Bulgarian journalist and politician

Nedelcho Krumov Beronov (Неделчо Крумов Беронов) (22 July 1928 – 4 July 2015) was a Bulgarian jurist, right-wing politician and Constitutional Court chairman, as well as a presidential candidate in the 2006 presidential elections.

== Biography ==
Born in Nova Zagora, Beronov graduated from the Sofia University Faculty of Law in 1951 and from the University of National and World Economy in 1972. He worked as an arbiter and head arbiter at the Stara Zagora State Court of Arbitration between 1954 and 1991, as well as an arbiter at the Bulgarian Commercial and Industrial Chamber Court of Arbitration between 1977 and 1997.

Between 1993 and 1997 Beronov was a reader of Civil and Contractual Law at the Varna University of Economics and Varna Technical University. His work included a number of juridical publications.

Try it
Please transcribe the part of the Beronov text starting with "Bulgarian journalist and" and going on through "of juridical publications.". The records that come next are separate material and have no connection to the Beronov text.

Stored data
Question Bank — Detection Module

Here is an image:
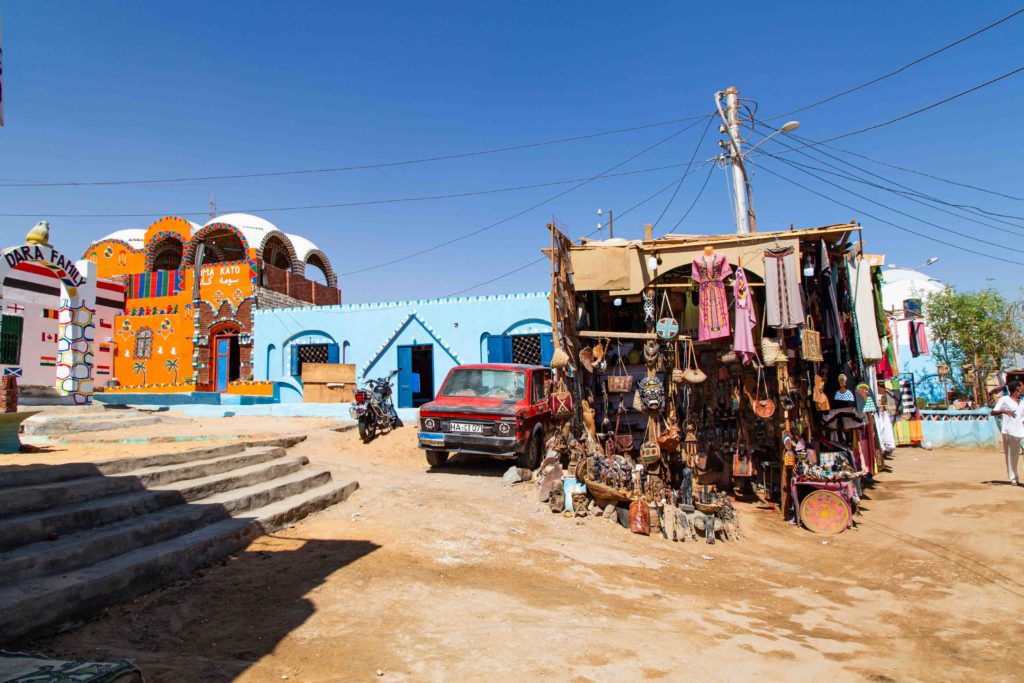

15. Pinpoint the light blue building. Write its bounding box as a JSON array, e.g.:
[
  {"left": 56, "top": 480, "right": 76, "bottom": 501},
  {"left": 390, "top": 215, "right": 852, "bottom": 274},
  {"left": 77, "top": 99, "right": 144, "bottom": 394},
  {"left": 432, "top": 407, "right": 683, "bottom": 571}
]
[{"left": 253, "top": 292, "right": 553, "bottom": 409}]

Task output
Bulgarian journalist and politician

Nedelcho Krumov Beronov (Неделчо Крумов Беронов) (22 July 1928 – 4 July 2015) was a Bulgarian jurist, right-wing politician and Constitutional Court chairman, as well as a presidential candidate in the 2006 presidential elections.

== Biography ==
Born in Nova Zagora, Beronov graduated from the Sofia University Faculty of Law in 1951 and from the University of National and World Economy in 1972. He worked as an arbiter and head arbiter at the Stara Zagora State Court of Arbitration between 1954 and 1991, as well as an arbiter at the Bulgarian Commercial and Industrial Chamber Court of Arbitration between 1977 and 1997.

Between 1993 and 1997 Beronov was a reader of Civil and Contractual Law at the Varna University of Economics and Varna Technical University. His work included a number of juridical publications.